(begin)

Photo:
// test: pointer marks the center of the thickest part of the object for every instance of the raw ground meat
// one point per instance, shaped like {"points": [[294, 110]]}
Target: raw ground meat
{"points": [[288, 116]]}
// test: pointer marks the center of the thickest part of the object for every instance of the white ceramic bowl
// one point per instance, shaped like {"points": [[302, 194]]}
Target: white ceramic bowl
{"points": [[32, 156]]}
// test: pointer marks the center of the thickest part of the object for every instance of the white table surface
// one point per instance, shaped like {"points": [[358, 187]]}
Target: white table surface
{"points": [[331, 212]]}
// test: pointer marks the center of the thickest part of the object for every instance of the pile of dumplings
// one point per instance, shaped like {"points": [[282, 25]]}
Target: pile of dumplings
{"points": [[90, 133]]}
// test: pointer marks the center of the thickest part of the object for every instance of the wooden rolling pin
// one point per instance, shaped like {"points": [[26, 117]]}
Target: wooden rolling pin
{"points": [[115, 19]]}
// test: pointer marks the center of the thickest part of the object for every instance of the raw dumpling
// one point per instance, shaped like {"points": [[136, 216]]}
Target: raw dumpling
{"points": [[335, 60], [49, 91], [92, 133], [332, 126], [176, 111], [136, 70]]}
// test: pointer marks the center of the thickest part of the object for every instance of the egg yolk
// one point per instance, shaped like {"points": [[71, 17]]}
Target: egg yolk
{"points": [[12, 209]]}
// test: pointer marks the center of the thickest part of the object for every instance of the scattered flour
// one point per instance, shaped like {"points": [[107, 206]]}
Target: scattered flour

(end)

- Given instruction -
Turn the whole listing above into a numbered list, one line per item, with no blank lines.

- Written answer -
1. Photo:
2. // test: pointer marks the center of the thickest part of the object for every instance of the raw ground meat
3. // one point per instance, shaped like {"points": [[294, 110]]}
4. Target: raw ground meat
5. {"points": [[288, 116]]}
6. // test: pointer marks the center of the thickest part of the object for every instance of the white ceramic bowl
7. // one point per instance, shaped like {"points": [[302, 194]]}
8. Target: white ceramic bowl
9. {"points": [[32, 156]]}
10. // test: pointer marks the center of the thickest part of the object for every instance of the white table surface
11. // one point per instance, shaped like {"points": [[358, 187]]}
12. Target: white table surface
13. {"points": [[331, 212]]}
14. // test: pointer marks the center of the thickest part of the object for every instance of the pile of dumplings
15. // one point per instance, shaped like {"points": [[282, 25]]}
16. Target: pile of dumplings
17. {"points": [[90, 133]]}
18. // test: pointer marks the center of the thickest part of the object for every instance of the wooden rolling pin
19. // one point per instance, shaped like {"points": [[26, 117]]}
20. Target: wooden rolling pin
21. {"points": [[115, 19]]}
22. // test: pointer marks the center of the thickest part of the object for every instance of the raw dumpling
23. // one point per instance, shaped like {"points": [[136, 216]]}
24. Target: raw dumpling
25. {"points": [[335, 60], [49, 91], [92, 133], [332, 126], [176, 111], [136, 70]]}
26. // test: pointer marks the center of the thickest part of the object for every instance of the egg yolk
27. // one point per instance, shaped like {"points": [[71, 17]]}
28. Target: egg yolk
29. {"points": [[12, 209]]}
30. // test: pointer marks the center of the thickest part of the object for every instance of the scattered flour
31. // one point per instance, shaped like {"points": [[107, 206]]}
32. Target: scattered flour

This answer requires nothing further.